-- Start Source --

Saturday, September 9, 2017

Say again?

Some media report "undocumented" workers don't have the means to flee Irma... Anyone else see a touch of irony here?

Friday, September 8, 2017

Trump-free zones

"Rahm Emanuel creates ‘Trump-free zone’ for students at Chicago schools"

As long as he knows there are stupid people who buy this kind of B-S, guys like Rahm will continue to exploit. As cities lose upper and middle class residents, and increasingly cater to lower rungs of society (including illegal aliens needed to prop up population numbers), Rahm's kind of politics will escalate, and not just in Chicago.

Thursday, September 7, 2017

Gonna be lots of folks on the road next few days

When his people refused to evacuate ahead of the storm, Toonces took the keys to the Dodge and began heading north on his own...


via GIPHY

Tuesday, September 5, 2017

Long lines for hurricane supplies

This is madness.

-- End Source --
-- Start Information supplied --

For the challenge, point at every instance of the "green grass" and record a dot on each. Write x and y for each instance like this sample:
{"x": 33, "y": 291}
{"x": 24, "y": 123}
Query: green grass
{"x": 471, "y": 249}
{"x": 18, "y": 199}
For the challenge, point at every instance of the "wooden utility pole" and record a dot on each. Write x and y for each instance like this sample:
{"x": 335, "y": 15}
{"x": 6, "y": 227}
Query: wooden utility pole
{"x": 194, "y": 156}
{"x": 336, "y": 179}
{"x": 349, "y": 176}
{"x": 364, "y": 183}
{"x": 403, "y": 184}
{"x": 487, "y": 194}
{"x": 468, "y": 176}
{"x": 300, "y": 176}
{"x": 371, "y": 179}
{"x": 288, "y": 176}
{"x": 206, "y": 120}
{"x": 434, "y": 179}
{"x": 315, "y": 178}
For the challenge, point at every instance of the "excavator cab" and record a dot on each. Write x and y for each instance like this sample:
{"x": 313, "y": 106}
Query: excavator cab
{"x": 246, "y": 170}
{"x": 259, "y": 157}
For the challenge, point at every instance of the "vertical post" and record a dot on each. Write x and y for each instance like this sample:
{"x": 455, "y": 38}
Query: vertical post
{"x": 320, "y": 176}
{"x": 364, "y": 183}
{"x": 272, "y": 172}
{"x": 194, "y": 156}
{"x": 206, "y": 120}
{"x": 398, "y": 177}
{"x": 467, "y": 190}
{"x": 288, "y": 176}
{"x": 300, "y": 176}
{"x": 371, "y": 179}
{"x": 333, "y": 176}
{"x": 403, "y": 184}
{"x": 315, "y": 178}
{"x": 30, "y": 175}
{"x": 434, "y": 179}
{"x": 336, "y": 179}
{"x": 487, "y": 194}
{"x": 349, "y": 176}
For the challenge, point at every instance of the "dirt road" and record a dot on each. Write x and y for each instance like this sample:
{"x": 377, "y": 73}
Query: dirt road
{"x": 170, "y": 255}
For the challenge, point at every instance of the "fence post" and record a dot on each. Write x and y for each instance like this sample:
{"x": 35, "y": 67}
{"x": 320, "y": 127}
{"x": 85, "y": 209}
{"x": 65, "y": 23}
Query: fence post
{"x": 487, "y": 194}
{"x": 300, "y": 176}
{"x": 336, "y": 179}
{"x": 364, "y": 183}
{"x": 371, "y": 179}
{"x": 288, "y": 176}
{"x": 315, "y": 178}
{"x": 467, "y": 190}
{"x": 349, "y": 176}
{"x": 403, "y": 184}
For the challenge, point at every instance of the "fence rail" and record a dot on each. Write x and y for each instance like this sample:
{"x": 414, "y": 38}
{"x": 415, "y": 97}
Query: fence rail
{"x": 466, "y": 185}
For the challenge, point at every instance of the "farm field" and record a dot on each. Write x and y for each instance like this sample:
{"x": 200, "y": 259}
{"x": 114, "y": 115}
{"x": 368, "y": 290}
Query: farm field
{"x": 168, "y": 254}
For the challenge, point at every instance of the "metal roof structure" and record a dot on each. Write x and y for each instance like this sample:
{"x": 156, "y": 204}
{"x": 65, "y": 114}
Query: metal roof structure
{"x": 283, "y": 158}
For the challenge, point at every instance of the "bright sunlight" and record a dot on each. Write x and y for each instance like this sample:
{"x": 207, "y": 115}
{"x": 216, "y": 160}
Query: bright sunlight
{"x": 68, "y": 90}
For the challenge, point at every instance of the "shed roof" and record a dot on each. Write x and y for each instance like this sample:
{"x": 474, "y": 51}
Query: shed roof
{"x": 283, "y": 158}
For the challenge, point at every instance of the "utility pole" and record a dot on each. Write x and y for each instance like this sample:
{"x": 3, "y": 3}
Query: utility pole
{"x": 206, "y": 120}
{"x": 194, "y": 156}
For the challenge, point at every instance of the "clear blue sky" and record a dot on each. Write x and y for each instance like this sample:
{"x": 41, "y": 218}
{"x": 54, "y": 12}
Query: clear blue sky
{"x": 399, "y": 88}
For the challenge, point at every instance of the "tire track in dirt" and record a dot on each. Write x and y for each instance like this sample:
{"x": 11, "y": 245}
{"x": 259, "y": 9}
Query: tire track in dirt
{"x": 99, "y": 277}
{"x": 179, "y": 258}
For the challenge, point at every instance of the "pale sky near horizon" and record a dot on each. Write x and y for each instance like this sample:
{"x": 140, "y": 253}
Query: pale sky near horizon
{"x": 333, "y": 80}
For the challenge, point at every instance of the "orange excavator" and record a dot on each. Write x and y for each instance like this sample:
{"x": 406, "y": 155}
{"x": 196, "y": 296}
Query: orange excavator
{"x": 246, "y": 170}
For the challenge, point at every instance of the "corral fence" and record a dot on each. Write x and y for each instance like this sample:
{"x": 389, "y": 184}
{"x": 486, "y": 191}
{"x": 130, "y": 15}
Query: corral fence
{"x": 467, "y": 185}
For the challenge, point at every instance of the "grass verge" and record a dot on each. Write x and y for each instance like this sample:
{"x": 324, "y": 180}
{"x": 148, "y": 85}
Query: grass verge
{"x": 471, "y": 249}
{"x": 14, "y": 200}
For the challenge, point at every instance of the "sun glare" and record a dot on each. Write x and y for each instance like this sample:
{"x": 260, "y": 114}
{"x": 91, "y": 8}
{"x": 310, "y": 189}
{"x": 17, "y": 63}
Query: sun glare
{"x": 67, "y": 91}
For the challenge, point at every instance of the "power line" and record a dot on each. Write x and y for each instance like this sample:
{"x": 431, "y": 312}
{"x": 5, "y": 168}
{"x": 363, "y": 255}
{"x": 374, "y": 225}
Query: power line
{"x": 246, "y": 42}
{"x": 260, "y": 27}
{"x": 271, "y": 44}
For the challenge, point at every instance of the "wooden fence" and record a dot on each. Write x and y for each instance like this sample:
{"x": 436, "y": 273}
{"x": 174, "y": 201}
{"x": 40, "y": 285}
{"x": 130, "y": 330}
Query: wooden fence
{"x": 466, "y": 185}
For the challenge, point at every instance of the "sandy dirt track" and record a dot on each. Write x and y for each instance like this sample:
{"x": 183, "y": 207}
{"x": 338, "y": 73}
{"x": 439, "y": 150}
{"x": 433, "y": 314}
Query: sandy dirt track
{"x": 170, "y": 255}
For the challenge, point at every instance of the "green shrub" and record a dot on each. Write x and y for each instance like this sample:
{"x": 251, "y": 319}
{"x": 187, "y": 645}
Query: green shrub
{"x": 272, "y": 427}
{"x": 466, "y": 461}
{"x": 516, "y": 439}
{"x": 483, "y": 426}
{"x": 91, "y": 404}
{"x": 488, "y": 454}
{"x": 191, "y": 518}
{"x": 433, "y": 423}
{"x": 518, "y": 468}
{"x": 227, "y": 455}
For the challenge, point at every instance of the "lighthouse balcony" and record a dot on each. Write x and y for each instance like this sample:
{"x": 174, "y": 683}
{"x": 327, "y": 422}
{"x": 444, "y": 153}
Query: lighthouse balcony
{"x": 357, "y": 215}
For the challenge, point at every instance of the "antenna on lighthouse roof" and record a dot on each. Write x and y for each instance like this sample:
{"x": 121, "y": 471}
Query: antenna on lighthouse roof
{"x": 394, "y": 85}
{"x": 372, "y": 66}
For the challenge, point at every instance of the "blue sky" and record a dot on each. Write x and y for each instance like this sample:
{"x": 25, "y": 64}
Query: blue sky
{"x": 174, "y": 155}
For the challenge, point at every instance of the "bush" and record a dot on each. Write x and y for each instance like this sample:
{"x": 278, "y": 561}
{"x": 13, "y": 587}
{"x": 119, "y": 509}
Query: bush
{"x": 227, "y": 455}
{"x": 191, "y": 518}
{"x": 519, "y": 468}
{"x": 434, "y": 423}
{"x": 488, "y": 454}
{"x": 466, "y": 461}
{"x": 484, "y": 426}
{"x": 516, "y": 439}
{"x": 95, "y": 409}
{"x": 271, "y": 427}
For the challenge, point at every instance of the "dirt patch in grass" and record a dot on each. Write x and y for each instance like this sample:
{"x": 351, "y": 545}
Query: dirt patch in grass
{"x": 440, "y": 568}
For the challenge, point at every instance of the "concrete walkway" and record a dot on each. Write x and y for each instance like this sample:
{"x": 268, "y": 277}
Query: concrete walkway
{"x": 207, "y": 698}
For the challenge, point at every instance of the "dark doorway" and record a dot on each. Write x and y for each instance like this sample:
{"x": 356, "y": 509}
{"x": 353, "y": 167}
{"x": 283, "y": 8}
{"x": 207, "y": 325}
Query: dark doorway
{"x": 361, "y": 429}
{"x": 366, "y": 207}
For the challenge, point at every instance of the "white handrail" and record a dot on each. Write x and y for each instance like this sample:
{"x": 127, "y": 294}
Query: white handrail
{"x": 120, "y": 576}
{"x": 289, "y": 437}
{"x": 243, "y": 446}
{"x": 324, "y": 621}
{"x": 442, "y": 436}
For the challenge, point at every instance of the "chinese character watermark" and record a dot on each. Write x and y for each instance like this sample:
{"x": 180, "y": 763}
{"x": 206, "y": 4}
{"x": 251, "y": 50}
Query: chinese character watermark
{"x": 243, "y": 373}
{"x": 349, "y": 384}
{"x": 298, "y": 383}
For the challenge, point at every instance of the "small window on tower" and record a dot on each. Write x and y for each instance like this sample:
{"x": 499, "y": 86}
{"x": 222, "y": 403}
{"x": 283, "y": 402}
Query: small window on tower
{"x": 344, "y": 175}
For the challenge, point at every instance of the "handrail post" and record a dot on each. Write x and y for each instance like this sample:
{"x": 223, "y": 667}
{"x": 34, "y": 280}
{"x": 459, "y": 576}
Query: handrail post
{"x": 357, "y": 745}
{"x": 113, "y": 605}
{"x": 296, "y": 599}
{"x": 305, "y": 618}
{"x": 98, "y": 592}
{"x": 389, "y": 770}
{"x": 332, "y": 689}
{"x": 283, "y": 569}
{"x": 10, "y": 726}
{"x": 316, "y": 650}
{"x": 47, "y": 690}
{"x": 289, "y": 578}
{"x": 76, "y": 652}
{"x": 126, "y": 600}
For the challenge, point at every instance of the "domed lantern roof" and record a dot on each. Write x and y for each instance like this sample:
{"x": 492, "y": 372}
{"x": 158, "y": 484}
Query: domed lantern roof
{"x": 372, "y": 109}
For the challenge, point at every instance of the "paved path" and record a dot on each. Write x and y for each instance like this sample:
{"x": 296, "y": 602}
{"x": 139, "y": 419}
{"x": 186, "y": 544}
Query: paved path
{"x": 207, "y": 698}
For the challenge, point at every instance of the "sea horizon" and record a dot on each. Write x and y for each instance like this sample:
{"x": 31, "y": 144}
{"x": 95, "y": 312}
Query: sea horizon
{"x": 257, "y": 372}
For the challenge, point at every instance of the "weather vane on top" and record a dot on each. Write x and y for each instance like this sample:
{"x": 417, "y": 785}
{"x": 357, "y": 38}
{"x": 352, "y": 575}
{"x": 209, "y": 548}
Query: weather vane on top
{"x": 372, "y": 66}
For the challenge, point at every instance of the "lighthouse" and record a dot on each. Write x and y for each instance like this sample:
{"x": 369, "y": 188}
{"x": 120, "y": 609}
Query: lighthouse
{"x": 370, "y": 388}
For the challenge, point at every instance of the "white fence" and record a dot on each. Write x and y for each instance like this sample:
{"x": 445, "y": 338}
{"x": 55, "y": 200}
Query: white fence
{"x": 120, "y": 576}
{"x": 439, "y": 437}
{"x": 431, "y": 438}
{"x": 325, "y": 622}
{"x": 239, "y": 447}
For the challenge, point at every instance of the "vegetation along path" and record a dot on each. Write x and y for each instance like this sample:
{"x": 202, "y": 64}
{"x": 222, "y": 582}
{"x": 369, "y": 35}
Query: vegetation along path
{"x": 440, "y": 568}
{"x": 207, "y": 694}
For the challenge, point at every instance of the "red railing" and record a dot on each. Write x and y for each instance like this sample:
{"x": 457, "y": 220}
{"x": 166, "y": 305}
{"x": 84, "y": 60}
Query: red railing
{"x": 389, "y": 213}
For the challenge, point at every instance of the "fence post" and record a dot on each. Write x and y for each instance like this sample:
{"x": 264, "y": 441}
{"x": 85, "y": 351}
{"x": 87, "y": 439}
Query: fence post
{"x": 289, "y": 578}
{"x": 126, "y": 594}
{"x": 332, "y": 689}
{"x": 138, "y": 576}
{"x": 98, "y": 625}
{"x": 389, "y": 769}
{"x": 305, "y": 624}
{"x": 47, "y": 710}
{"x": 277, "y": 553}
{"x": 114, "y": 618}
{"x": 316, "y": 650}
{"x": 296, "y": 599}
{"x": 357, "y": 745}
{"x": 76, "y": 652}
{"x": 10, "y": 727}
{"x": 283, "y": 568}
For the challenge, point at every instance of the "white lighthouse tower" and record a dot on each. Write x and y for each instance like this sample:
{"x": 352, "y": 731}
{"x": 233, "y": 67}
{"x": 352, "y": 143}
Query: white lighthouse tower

-- End Information supplied --

* **To do**
1 > From the blog posts above, write out the passage starting with "Friday, September 8, 2017" and going on through "on his own...".
2 > In the blog posts, what did Toonces take before heading north on his own?

* **Results for the exercise**
1 >
Friday, September 8, 2017

Trump-free zones

"Rahm Emanuel creates ‘Trump-free zone’ for students at Chicago schools"

As long as he knows there are stupid people who buy this kind of B-S, guys like Rahm will continue to exploit. As cities lose upper and middle class residents, and increasingly cater to lower rungs of society (including illegal aliens needed to prop up population numbers), Rahm's kind of politics will escalate, and not just in Chicago.

Thursday, September 7, 2017

Gonna be lots of folks on the road next few days

When his people refused to evacuate ahead of the storm, Toonces took the keys to the Dodge and began heading north on his own...

2 > The keys to the Dodge.